WRITTEN REQUEST: Copy exactly the lines from the "of the shrimp" line to the end, both included, and nothing else.

═════ DATA TO USE

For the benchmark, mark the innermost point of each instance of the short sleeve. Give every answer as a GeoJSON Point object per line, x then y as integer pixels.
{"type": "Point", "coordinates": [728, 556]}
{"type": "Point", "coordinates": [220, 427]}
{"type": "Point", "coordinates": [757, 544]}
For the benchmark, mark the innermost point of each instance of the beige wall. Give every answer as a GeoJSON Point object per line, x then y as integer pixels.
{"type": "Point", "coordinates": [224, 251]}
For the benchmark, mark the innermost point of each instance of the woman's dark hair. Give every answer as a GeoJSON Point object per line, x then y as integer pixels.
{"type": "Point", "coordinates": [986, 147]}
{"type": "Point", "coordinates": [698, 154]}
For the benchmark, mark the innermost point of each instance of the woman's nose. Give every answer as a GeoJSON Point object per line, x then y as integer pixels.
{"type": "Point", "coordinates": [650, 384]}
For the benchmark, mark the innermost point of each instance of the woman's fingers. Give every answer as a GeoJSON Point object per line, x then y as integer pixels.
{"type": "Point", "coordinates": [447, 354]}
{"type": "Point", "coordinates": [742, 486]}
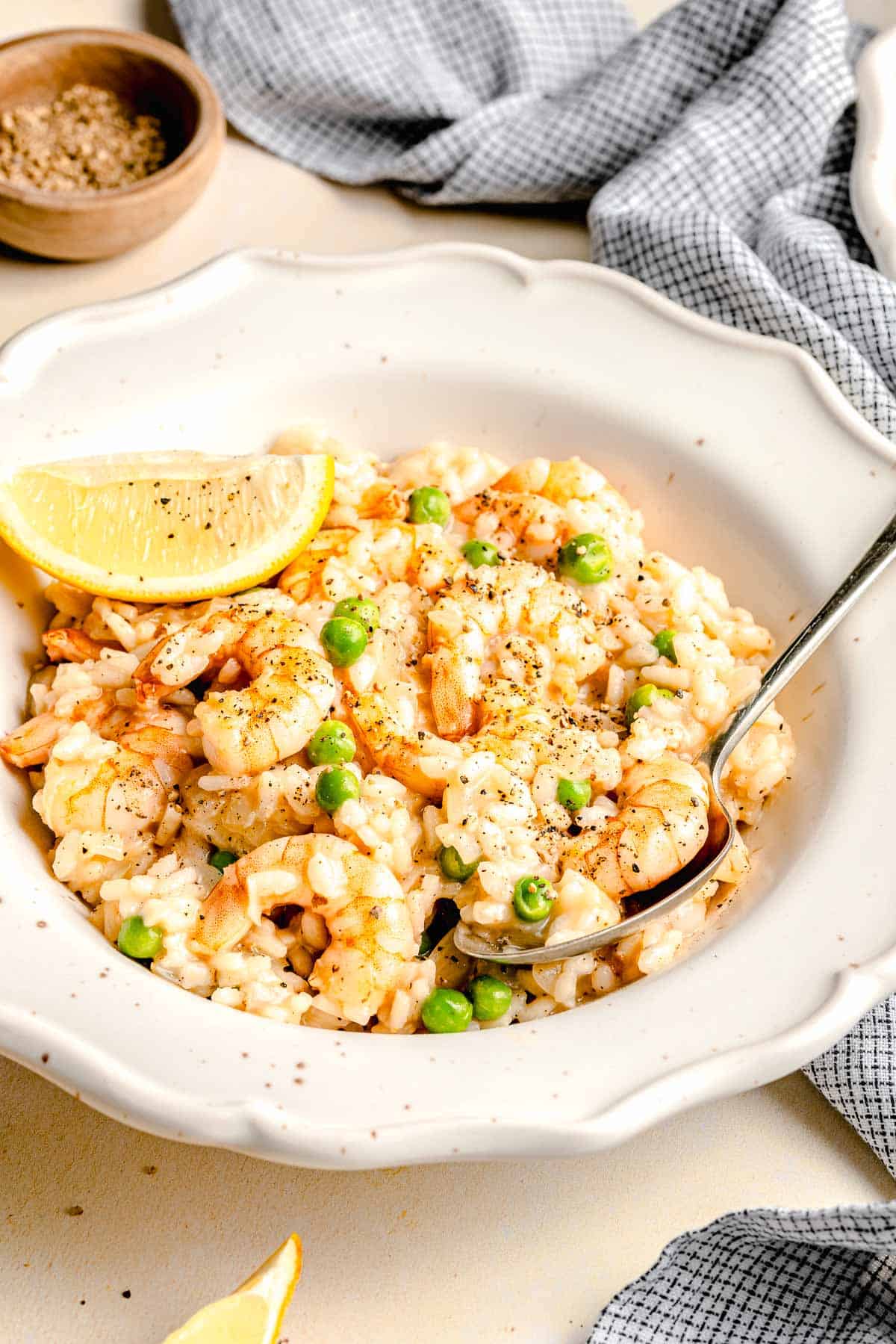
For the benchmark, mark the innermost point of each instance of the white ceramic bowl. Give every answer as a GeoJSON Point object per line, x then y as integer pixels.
{"type": "Point", "coordinates": [872, 183]}
{"type": "Point", "coordinates": [743, 457]}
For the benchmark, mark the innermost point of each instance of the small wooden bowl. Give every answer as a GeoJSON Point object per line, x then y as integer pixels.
{"type": "Point", "coordinates": [149, 75]}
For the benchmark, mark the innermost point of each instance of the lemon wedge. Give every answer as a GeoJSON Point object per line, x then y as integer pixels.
{"type": "Point", "coordinates": [252, 1315]}
{"type": "Point", "coordinates": [166, 527]}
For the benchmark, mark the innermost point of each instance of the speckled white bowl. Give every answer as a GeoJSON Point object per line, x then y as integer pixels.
{"type": "Point", "coordinates": [872, 185]}
{"type": "Point", "coordinates": [742, 456]}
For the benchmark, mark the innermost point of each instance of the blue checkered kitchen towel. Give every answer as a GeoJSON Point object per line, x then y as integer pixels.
{"type": "Point", "coordinates": [714, 149]}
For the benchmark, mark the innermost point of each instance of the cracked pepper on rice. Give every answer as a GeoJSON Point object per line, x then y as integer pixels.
{"type": "Point", "coordinates": [476, 695]}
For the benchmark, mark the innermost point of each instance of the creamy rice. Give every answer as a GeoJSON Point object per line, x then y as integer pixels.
{"type": "Point", "coordinates": [541, 671]}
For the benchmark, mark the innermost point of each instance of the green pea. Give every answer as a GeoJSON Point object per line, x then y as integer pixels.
{"type": "Point", "coordinates": [574, 795]}
{"type": "Point", "coordinates": [645, 694]}
{"type": "Point", "coordinates": [336, 787]}
{"type": "Point", "coordinates": [480, 553]}
{"type": "Point", "coordinates": [222, 859]}
{"type": "Point", "coordinates": [361, 609]}
{"type": "Point", "coordinates": [453, 867]}
{"type": "Point", "coordinates": [586, 558]}
{"type": "Point", "coordinates": [137, 941]}
{"type": "Point", "coordinates": [665, 644]}
{"type": "Point", "coordinates": [429, 504]}
{"type": "Point", "coordinates": [491, 997]}
{"type": "Point", "coordinates": [332, 743]}
{"type": "Point", "coordinates": [532, 899]}
{"type": "Point", "coordinates": [344, 640]}
{"type": "Point", "coordinates": [447, 1009]}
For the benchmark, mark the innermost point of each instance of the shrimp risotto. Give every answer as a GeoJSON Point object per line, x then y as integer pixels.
{"type": "Point", "coordinates": [474, 695]}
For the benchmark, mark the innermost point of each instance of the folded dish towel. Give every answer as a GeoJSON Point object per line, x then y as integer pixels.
{"type": "Point", "coordinates": [714, 149]}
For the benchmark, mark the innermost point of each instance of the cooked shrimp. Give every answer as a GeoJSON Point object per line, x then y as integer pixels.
{"type": "Point", "coordinates": [573, 496]}
{"type": "Point", "coordinates": [454, 468]}
{"type": "Point", "coordinates": [660, 827]}
{"type": "Point", "coordinates": [93, 785]}
{"type": "Point", "coordinates": [143, 728]}
{"type": "Point", "coordinates": [359, 899]}
{"type": "Point", "coordinates": [511, 519]}
{"type": "Point", "coordinates": [267, 805]}
{"type": "Point", "coordinates": [290, 693]}
{"type": "Point", "coordinates": [519, 598]}
{"type": "Point", "coordinates": [556, 481]}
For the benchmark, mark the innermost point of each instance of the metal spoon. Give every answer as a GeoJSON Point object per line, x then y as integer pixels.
{"type": "Point", "coordinates": [700, 870]}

══════════

COMPLETE OUTPUT:
For the benchmark, mark the innermost point of each instance of the shrimp risotto. Give every answer as a GeoJSON Point object per line, x then y as integer pixels.
{"type": "Point", "coordinates": [474, 695]}
For the benchmark, mark the innermost point of each instance of the folded dish towel. Give every answer as a GeoJSON Point object per line, x then y as integer pixels.
{"type": "Point", "coordinates": [714, 149]}
For the benchmark, mark the innermost point of each instance of the cooked shrimp. Give every answer as a GeoJSON Point object per line, x then y as integer pixels.
{"type": "Point", "coordinates": [573, 496]}
{"type": "Point", "coordinates": [454, 468]}
{"type": "Point", "coordinates": [660, 827]}
{"type": "Point", "coordinates": [93, 785]}
{"type": "Point", "coordinates": [143, 728]}
{"type": "Point", "coordinates": [359, 899]}
{"type": "Point", "coordinates": [511, 519]}
{"type": "Point", "coordinates": [267, 805]}
{"type": "Point", "coordinates": [290, 693]}
{"type": "Point", "coordinates": [519, 598]}
{"type": "Point", "coordinates": [556, 481]}
For the benchmark, mark the innermost point of each instance of the metal spoon. Give every answer as a GeoJSON Point object per line, x then y as integer pixels.
{"type": "Point", "coordinates": [700, 870]}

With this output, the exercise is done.